Retype the entries, starting at the very beginning and ending at the line that contains "POLYGON ((155 88, 159", with both of those lines included.

• **Dataset content**
start

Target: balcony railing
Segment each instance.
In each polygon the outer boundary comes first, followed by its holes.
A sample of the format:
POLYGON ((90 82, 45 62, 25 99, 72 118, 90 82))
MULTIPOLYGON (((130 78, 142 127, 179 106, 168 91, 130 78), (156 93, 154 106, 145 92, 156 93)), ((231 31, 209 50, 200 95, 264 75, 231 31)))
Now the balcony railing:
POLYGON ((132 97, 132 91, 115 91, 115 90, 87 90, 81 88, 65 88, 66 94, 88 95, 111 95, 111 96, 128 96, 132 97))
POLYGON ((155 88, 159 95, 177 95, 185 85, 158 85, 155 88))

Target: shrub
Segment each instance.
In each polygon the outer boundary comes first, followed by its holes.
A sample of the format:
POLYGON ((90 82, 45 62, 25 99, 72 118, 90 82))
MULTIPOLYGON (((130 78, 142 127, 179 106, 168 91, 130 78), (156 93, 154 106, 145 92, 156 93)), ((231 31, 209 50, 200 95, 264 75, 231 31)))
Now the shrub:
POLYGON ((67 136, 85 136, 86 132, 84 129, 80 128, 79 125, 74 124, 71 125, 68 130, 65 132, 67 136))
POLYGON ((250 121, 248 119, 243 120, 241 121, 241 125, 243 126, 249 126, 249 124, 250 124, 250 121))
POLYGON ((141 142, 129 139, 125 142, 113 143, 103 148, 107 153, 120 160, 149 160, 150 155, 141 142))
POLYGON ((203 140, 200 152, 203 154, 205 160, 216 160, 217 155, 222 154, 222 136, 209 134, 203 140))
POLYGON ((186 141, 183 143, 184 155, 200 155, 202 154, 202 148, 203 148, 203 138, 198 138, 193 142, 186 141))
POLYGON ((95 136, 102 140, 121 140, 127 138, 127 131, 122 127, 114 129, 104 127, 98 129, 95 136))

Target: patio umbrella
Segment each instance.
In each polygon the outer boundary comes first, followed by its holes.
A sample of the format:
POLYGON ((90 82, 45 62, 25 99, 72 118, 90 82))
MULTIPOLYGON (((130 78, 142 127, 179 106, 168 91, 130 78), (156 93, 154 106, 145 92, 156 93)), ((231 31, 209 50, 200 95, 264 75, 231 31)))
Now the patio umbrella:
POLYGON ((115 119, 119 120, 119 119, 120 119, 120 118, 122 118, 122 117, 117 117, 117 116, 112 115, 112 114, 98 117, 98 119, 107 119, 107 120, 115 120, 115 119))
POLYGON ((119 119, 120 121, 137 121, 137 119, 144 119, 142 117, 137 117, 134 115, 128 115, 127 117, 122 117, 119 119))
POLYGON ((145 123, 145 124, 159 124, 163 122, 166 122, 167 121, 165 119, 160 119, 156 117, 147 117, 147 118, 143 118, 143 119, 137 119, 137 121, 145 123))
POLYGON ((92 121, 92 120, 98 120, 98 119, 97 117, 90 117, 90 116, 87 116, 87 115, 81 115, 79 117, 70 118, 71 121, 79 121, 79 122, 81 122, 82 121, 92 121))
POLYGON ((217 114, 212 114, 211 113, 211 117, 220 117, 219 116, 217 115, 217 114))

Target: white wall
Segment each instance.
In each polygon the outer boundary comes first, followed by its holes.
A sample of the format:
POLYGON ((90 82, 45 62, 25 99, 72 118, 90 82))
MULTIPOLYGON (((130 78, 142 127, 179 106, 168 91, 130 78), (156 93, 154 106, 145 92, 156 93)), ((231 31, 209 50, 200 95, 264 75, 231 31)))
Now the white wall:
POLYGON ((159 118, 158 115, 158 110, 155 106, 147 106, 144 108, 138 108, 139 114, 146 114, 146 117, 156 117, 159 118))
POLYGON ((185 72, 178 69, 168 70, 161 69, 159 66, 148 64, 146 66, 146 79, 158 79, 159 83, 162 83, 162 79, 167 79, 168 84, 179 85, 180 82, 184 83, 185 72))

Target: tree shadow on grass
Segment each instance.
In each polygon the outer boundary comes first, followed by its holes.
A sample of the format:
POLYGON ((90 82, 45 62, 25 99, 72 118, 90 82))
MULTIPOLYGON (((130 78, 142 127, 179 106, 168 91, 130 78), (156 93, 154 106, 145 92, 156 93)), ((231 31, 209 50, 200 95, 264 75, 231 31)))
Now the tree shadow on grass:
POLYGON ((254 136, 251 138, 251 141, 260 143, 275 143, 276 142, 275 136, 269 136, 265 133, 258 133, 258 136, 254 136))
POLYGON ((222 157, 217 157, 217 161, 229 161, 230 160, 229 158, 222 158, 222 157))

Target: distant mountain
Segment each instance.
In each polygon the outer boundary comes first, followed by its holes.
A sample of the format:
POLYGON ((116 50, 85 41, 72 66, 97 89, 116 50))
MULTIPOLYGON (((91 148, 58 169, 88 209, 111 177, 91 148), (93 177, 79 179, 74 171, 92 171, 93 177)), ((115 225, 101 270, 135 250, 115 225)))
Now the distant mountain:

end

• **Answer to the task**
Target: balcony railing
Segment each instance.
In each polygon the outer boundary comes first, followed by its holes.
A sample of the format:
POLYGON ((90 82, 45 62, 25 99, 72 118, 90 82))
MULTIPOLYGON (((130 78, 142 127, 179 106, 168 91, 130 78), (156 93, 154 106, 145 92, 156 93)), ((231 31, 209 50, 200 95, 264 75, 231 31)))
Now the balcony railing:
POLYGON ((132 97, 132 91, 115 91, 115 90, 87 90, 81 88, 65 88, 66 94, 88 95, 111 95, 111 96, 128 96, 132 97))
POLYGON ((155 88, 159 95, 177 95, 185 85, 158 85, 155 88))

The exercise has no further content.